Exercise aim
Reproduce all of the records below verbatim, line for line, without changing anything.

Data for this exercise
»»

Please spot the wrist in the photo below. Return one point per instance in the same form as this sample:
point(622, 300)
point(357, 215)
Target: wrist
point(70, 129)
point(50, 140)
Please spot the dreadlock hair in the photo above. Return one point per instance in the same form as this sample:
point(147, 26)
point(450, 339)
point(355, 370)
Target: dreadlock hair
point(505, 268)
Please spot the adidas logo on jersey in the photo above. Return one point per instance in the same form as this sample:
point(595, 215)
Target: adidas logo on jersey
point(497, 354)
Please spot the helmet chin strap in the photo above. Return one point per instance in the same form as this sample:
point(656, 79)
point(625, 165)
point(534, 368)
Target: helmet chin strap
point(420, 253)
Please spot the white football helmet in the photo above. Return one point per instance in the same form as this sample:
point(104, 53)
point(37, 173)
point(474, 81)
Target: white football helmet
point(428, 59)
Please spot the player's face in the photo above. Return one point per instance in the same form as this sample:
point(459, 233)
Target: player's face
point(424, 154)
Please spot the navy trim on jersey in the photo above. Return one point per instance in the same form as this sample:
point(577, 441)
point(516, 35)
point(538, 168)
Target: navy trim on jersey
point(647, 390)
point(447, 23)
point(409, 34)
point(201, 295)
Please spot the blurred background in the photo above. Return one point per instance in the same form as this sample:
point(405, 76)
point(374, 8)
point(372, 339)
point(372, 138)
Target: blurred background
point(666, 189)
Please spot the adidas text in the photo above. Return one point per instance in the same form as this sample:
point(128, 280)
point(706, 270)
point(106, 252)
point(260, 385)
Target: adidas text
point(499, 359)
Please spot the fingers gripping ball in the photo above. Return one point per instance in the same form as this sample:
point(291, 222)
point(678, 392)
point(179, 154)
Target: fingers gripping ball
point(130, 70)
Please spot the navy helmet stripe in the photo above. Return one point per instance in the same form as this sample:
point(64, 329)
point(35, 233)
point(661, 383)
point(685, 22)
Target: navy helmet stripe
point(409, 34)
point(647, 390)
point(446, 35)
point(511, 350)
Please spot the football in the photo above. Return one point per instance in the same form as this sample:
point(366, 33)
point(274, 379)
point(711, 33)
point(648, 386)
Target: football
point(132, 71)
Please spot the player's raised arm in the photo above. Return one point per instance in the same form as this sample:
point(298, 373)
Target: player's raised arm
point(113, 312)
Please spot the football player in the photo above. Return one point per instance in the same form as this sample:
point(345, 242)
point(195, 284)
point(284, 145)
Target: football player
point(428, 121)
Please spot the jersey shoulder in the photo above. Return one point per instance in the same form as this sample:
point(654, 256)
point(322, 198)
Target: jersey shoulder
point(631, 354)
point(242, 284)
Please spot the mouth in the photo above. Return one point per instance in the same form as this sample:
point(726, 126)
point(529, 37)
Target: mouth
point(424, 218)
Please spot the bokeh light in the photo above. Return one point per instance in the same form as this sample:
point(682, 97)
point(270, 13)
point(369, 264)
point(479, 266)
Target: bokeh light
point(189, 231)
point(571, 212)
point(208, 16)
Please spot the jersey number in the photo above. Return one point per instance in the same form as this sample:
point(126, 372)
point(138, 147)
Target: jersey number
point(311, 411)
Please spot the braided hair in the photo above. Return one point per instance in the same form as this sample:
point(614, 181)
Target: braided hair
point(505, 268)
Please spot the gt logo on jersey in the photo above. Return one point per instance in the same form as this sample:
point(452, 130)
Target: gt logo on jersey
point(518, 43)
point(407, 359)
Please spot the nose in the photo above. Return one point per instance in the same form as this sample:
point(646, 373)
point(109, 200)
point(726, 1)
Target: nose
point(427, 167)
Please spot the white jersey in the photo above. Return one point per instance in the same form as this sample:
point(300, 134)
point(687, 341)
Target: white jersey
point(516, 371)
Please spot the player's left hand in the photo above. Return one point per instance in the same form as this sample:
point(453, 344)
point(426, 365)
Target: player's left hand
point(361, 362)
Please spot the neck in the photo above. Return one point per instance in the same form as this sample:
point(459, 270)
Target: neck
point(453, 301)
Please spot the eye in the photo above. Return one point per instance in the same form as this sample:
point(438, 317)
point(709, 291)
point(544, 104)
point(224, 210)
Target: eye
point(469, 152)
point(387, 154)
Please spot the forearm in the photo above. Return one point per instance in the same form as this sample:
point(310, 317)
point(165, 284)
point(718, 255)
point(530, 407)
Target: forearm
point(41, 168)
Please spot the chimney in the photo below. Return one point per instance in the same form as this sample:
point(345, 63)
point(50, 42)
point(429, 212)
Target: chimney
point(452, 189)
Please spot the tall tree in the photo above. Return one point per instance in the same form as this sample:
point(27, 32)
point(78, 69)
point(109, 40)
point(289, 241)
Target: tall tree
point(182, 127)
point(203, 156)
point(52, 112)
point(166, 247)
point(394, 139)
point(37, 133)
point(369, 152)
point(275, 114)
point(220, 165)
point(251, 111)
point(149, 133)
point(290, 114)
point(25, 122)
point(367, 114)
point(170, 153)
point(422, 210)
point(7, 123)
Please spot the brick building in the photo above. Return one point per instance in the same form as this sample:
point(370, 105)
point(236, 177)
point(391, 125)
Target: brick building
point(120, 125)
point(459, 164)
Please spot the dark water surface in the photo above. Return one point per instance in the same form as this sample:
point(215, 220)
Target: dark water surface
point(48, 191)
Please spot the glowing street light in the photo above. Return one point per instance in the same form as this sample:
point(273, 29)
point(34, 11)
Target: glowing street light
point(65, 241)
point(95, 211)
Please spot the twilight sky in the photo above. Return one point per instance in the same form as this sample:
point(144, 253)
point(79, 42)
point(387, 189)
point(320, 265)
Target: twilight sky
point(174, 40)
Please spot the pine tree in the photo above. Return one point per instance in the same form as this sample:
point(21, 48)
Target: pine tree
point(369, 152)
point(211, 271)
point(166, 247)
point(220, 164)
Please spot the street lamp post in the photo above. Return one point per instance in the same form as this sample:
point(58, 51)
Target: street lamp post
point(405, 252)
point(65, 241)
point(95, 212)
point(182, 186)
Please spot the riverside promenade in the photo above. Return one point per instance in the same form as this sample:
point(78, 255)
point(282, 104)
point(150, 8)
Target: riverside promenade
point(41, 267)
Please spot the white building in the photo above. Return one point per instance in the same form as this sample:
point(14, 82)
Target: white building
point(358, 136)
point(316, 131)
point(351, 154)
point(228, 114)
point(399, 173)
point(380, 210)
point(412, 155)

««

Finished answer
Please spot the wrist in the photo below. Return one point per instance in the same form as this sample:
point(622, 300)
point(357, 215)
Target: wrist
point(70, 129)
point(50, 140)
Please spot the dreadlock hair in the photo above. Return one point per instance in the same form as this sample:
point(147, 26)
point(450, 339)
point(355, 370)
Target: dreadlock hair
point(505, 268)
Please spot the adidas logo on jersey in the photo above. Return one point per instance in the same form as this sample:
point(595, 215)
Target: adidas logo on jersey
point(497, 354)
Please spot the helmet chin strap in the photo above. Return one point per instance in the same form as this sample:
point(656, 79)
point(625, 165)
point(534, 368)
Target: helmet chin strap
point(420, 253)
Please spot the white football helmet in the photo above. Return one point per instance in the same form as this sample:
point(104, 53)
point(37, 173)
point(474, 81)
Target: white football helmet
point(428, 59)
Please spot the player's face in the photo above. Return one point per instance in the same form as this sample:
point(459, 233)
Target: player's face
point(424, 154)
Please spot the navy trim on jersey in the photo above. Return one point per instance in the same form as this sample:
point(577, 441)
point(516, 35)
point(538, 168)
Target: navy trim on jersey
point(647, 390)
point(447, 23)
point(409, 34)
point(201, 295)
Please spot the blurred background in the photo above. Return one point per instance in the same form as this sample:
point(405, 76)
point(374, 8)
point(372, 339)
point(372, 138)
Target: blurred background
point(666, 189)
Please spot the adidas text in the photo above. Return one point per instance in the same form as this sample:
point(128, 280)
point(706, 270)
point(106, 252)
point(260, 385)
Target: adidas text
point(499, 359)
Please spot the fingers gripping ball in the photo above. Return one point per instance in the same form as this sample:
point(291, 222)
point(678, 392)
point(179, 154)
Target: fingers gripping ball
point(130, 70)
Please spot the navy helmet stripe in the photo above. Return one point per instance in the same form as this sample:
point(64, 329)
point(35, 233)
point(661, 383)
point(685, 22)
Target: navy helmet stripe
point(409, 34)
point(647, 390)
point(446, 35)
point(511, 350)
Please spot the football in the photo above. Return one point per instance in the same form as this sample:
point(366, 33)
point(274, 379)
point(711, 33)
point(648, 386)
Target: football
point(132, 71)
Please spot the player's raised arm in the photo above. Return one point per instance in the same form as this sample:
point(298, 373)
Target: player's raised arm
point(113, 312)
Please spot the football player in the photo above. Return one point per instance in the same form as this sample:
point(345, 242)
point(195, 284)
point(284, 145)
Target: football player
point(428, 121)
Please spot the jersey shoulder in the photo above. Return one point per instance in the same form as this sample:
point(654, 256)
point(322, 198)
Target: jersey shoulder
point(631, 354)
point(242, 284)
Please spot the mouth in the photo above. Return one point per instance in the same form as this sample:
point(726, 126)
point(529, 37)
Target: mouth
point(424, 218)
Please spot the bokeh light in the photo above. Return one point per instance in the same form as this sample:
point(682, 97)
point(270, 13)
point(369, 264)
point(479, 266)
Target: bokeh light
point(189, 231)
point(571, 212)
point(208, 16)
Please spot the jersey number in the photo above. Return one point per instance in the same form as this sample:
point(126, 372)
point(138, 147)
Target: jersey number
point(311, 411)
Please spot the braided hair in the photo above. Return one point per instance in the same form as this sample:
point(614, 181)
Target: braided hair
point(505, 268)
Please spot the gt logo on jersey in the photo above. Return one point per instance in the same form as this sample:
point(452, 130)
Target: gt logo on jersey
point(518, 43)
point(407, 359)
Please spot the nose in the photo above. Return one point per instance in the same form as this sample:
point(646, 373)
point(109, 200)
point(726, 1)
Target: nose
point(427, 167)
Please spot the white jersey in the photo above. Return one point per instance in the same form as this sample:
point(300, 134)
point(687, 341)
Target: white jersey
point(516, 371)
Please spot the player's left hand in the photo above. Return one point per instance in the same form as this sample:
point(453, 344)
point(426, 365)
Target: player's left hand
point(361, 362)
Please spot the neck in the photo above. Return one point per instance in the same form as this sample:
point(459, 270)
Target: neck
point(453, 301)
Please spot the eye in the photo above. Return one point per instance in the same form as this sample:
point(438, 317)
point(709, 291)
point(544, 104)
point(224, 210)
Target: eye
point(469, 152)
point(387, 154)
Please spot the forearm in the photo above. Return one point per instance in the same form as this sample:
point(310, 317)
point(165, 284)
point(718, 255)
point(530, 407)
Target: forearm
point(41, 168)
Please spot the chimney in the photo below. Return one point per instance in the same form as this sample:
point(345, 63)
point(50, 42)
point(429, 212)
Target: chimney
point(452, 189)
Please spot the tall tree in the photo above. Return one point per instance in the same form as this sample:
point(27, 32)
point(78, 69)
point(109, 40)
point(289, 241)
Target: tall tree
point(182, 127)
point(203, 156)
point(52, 112)
point(166, 247)
point(394, 139)
point(37, 133)
point(369, 152)
point(275, 114)
point(220, 165)
point(251, 111)
point(149, 133)
point(290, 114)
point(25, 122)
point(367, 114)
point(170, 153)
point(422, 210)
point(7, 123)
Please spot the brick building in the photo above. Return one point per instance in the same form as this sample:
point(370, 105)
point(236, 177)
point(391, 125)
Target: brick building
point(120, 125)
point(459, 164)
Please spot the dark water surface in the photo above. Return one point per instance in the same form as this sample:
point(215, 220)
Target: dark water surface
point(48, 191)
Please spot the glowing street light in the photo above. Return one point per instance in the same form as this sample:
point(273, 29)
point(34, 11)
Target: glowing street light
point(65, 241)
point(95, 211)
Please spot the twilight sky in the photo above. Return one point per instance in the same form as this sample:
point(144, 253)
point(79, 42)
point(387, 189)
point(320, 265)
Target: twilight sky
point(174, 40)
Please spot the pine tree in the photo above. Return one point per instance in the same form as this sample:
point(21, 48)
Target: pine tree
point(369, 152)
point(211, 271)
point(166, 247)
point(220, 164)
Please spot the street lamp post in the photo above. Return one point per instance in the same form as this sample:
point(58, 51)
Target: street lamp post
point(405, 252)
point(65, 241)
point(95, 212)
point(182, 186)
Please spot the riverside promenade in the photo above. Return one point per instance in the same form as this sample:
point(78, 255)
point(282, 104)
point(150, 8)
Target: riverside promenade
point(41, 267)
Please spot the white building in the photo above. Return one point per instance in the same form as this sample:
point(14, 82)
Target: white building
point(358, 136)
point(316, 131)
point(351, 154)
point(228, 114)
point(399, 173)
point(380, 210)
point(412, 155)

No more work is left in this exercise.